Data records
____________________
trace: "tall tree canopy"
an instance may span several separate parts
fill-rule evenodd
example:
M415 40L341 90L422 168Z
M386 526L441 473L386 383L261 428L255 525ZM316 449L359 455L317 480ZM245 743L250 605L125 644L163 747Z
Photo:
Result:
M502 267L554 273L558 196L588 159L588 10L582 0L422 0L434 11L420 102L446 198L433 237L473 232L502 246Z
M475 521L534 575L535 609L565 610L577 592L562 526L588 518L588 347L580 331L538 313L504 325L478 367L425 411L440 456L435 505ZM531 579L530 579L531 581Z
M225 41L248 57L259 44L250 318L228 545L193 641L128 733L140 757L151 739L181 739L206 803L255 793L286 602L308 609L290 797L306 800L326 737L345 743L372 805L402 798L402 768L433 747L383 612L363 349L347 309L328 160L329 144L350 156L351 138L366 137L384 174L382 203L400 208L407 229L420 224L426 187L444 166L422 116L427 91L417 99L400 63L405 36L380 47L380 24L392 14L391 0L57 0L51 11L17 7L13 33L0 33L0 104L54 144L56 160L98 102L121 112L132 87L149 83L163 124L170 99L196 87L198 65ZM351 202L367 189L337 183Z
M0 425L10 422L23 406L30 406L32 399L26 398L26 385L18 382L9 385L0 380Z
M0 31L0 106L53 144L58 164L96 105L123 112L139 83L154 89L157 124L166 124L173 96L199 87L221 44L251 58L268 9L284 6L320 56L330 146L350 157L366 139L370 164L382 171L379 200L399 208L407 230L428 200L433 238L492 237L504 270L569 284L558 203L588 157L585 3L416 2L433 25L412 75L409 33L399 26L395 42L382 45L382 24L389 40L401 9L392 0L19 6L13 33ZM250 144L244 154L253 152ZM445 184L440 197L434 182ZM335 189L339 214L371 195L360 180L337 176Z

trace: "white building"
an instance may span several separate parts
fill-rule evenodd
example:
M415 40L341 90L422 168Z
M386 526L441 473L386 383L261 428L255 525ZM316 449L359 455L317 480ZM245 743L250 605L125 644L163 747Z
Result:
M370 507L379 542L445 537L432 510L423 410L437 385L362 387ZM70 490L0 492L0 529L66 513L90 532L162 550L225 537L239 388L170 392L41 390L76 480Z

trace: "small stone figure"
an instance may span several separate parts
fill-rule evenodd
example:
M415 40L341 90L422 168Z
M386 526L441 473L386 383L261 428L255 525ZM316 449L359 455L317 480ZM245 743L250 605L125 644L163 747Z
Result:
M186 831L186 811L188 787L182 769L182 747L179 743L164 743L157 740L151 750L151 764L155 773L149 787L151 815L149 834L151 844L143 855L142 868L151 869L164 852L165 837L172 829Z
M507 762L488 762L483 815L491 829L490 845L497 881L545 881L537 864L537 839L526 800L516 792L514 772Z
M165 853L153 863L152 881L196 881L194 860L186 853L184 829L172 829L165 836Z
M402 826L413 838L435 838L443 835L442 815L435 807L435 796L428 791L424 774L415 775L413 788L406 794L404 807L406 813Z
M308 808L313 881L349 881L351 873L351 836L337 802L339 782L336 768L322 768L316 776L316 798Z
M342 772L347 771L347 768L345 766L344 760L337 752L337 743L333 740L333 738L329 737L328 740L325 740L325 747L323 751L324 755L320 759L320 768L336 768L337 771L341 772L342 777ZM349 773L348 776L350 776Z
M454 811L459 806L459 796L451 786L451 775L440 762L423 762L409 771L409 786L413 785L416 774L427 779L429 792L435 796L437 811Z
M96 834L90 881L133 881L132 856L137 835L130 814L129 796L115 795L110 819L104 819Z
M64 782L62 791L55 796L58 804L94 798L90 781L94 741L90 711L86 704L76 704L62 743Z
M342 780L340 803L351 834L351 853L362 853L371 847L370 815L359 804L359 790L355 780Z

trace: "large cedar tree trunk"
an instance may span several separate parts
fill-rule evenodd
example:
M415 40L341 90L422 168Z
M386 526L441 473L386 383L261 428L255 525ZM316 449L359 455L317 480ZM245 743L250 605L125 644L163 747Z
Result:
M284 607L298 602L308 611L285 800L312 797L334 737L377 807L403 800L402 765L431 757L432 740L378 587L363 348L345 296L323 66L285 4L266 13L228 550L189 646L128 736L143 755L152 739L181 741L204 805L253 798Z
____________________
GIVEN REQUEST: Rewrite all of the records, replacing "separate" with "disjoint" and leaving everything else unchanged.

EXPECTED ANSWER:
trace: "tall tree canopy"
an instance may span several disjoint parts
fill-rule evenodd
example:
M415 40L341 90L422 168Z
M386 526L441 473L386 383L261 428L255 525ZM316 449L359 455L317 480ZM245 743L250 605L125 644L163 747Z
Photo:
Result:
M502 267L554 273L558 196L588 159L588 10L582 0L422 0L434 11L420 102L446 198L433 237L473 232L502 246Z
M475 521L534 575L535 609L565 610L577 592L562 526L588 518L588 347L580 331L538 313L504 325L478 367L425 411L440 456L435 505ZM531 579L530 579L531 581Z
M225 41L248 57L259 44L250 318L228 545L193 641L128 733L140 757L151 739L181 739L206 803L255 793L286 602L308 609L290 797L306 800L326 737L345 743L372 805L402 798L402 768L433 747L383 612L363 349L347 309L328 160L329 144L350 156L351 138L366 137L384 174L382 203L400 208L407 229L420 224L426 187L444 166L422 116L427 91L417 99L400 63L405 36L380 47L380 24L392 14L391 0L57 0L51 11L17 7L13 33L0 33L0 104L54 144L56 160L98 102L121 112L132 87L149 83L163 124L170 99L196 87L198 65ZM351 202L367 189L337 183Z
M0 425L10 422L23 406L30 406L32 399L26 398L26 385L18 382L9 385L0 380Z
M0 31L0 106L53 144L58 164L96 105L123 112L139 83L154 89L157 124L166 124L173 96L199 87L221 44L251 58L268 9L284 6L320 56L330 146L350 157L366 139L370 164L382 171L379 200L399 208L407 230L428 200L433 238L492 237L504 270L569 284L558 203L588 157L585 3L416 2L433 25L412 75L409 33L399 26L395 42L382 45L382 24L389 40L401 9L392 0L19 6L13 33ZM250 144L244 154L253 152ZM445 184L440 197L434 182ZM335 189L339 214L371 195L360 180L337 176Z

trace: "white building"
an instance may span several disjoint parts
fill-rule evenodd
example:
M415 40L341 90L422 168Z
M386 526L441 473L386 383L261 428L255 525ZM316 449L359 455L317 480ZM245 743L250 605L125 644L163 747Z
Result:
M370 507L379 542L445 537L432 510L423 410L437 385L362 387ZM70 490L0 492L0 529L66 513L90 532L162 550L225 537L239 388L170 392L41 390L76 480Z

trace: "small stone figure"
an instance may span several disjoint parts
fill-rule evenodd
example:
M415 40L341 90L422 168Z
M386 526L441 473L386 383L261 428L255 525ZM316 449L359 455L317 480ZM245 743L250 605L125 644L163 747Z
Result:
M186 831L186 811L188 787L182 769L182 747L179 743L164 743L157 740L151 750L151 764L155 773L149 787L151 815L149 834L151 844L143 855L142 868L151 869L164 852L165 837L172 829Z
M507 762L488 762L483 815L491 829L490 845L497 881L545 881L537 864L537 839L526 800L516 792L514 772Z
M165 853L153 863L152 881L196 881L194 860L186 853L184 829L172 829L165 836Z
M402 826L413 838L435 838L443 835L442 815L435 807L435 796L428 791L424 774L415 775L413 788L406 794L404 807L406 813Z
M308 808L313 881L349 881L351 873L351 836L337 802L339 782L336 768L322 768L316 776L316 798Z
M342 772L347 771L347 768L345 766L344 760L337 752L337 743L333 740L333 738L329 737L328 740L325 740L325 747L323 751L324 755L320 759L320 768L336 768L337 771L341 772L342 777ZM349 773L348 776L350 776Z
M454 811L459 806L459 796L451 786L451 775L440 762L423 762L409 771L409 786L413 785L416 774L427 779L429 792L435 796L437 811Z
M96 834L90 881L133 881L132 856L137 835L130 814L129 796L115 795L110 819L104 819Z
M64 782L62 791L55 796L58 804L94 798L90 781L94 741L90 711L86 704L76 704L62 743Z
M342 780L340 803L351 834L351 853L362 853L371 847L370 815L359 804L359 790L355 780Z

trace: "large cedar tree trunk"
an instance may span several disjoint parts
fill-rule evenodd
example:
M415 40L341 90L422 168Z
M386 526L441 473L386 383L261 428L255 525ZM316 449L359 455L317 480ZM245 743L250 605L125 644L163 747Z
Result:
M284 607L298 602L308 611L285 800L312 797L334 737L377 807L403 800L402 765L431 757L432 740L378 587L363 348L345 296L323 66L285 4L266 13L228 550L189 646L128 736L143 755L152 739L181 741L204 805L253 798Z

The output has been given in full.